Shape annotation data
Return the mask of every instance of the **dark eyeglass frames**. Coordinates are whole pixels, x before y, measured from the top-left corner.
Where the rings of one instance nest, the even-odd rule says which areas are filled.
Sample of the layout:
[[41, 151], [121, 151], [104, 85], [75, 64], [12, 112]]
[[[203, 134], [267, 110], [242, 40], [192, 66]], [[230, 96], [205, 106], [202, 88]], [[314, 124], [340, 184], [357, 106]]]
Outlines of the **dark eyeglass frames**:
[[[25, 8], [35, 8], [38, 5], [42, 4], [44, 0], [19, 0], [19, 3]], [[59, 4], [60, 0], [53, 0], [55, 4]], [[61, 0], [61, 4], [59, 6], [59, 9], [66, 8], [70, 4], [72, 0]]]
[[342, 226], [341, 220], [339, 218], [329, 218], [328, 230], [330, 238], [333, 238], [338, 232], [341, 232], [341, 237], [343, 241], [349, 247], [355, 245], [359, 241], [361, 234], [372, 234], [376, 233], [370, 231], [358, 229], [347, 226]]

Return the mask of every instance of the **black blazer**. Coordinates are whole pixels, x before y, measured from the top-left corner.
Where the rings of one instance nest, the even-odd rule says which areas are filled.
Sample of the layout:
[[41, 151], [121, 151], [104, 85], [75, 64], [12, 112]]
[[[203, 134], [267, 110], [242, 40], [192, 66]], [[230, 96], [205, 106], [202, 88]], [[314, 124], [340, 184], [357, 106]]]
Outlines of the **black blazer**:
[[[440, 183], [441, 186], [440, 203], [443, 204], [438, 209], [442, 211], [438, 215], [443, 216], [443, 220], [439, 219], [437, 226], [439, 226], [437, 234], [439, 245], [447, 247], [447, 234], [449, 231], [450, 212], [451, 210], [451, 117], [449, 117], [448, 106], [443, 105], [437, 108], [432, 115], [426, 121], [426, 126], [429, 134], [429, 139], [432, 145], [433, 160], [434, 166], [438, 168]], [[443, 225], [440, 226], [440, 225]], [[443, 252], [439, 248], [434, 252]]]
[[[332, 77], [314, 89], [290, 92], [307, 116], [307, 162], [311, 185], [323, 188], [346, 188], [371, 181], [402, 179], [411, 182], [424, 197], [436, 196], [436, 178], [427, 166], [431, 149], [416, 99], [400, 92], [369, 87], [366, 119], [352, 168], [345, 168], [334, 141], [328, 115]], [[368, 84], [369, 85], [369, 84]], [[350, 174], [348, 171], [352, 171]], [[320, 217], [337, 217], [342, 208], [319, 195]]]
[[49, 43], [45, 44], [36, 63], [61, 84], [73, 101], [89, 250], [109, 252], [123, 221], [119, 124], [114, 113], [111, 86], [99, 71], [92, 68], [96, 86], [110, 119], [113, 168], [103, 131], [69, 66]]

Objective: Update the data from its start through the line containing "229], [347, 226]]", replacing "top-left" with "upper-left" and leaving everything else unchanged.

Complete output:
Return the mask of every instance of the **dark eyeglass frames**. Coordinates are whole pixels, x before y, measured from the upper-left corner.
Where the rings of one instance nest, the even-odd rule says which areas are filled.
Sample of the layout:
[[41, 151], [121, 151], [104, 85], [75, 64], [12, 112]]
[[[203, 134], [267, 110], [242, 40], [192, 66]], [[230, 96], [205, 106], [202, 88]], [[314, 124], [340, 184], [357, 106]]]
Outlines of the **dark eyeglass frames**:
[[[25, 8], [35, 8], [38, 5], [42, 4], [44, 0], [19, 0], [19, 3]], [[59, 4], [60, 0], [53, 0], [55, 4]], [[61, 0], [61, 4], [59, 6], [59, 9], [66, 8], [70, 4], [72, 0]]]
[[342, 226], [341, 220], [339, 218], [329, 218], [328, 230], [330, 238], [333, 238], [338, 232], [341, 232], [341, 237], [343, 241], [349, 247], [355, 245], [359, 241], [361, 234], [372, 234], [376, 233], [370, 231], [358, 229], [347, 226]]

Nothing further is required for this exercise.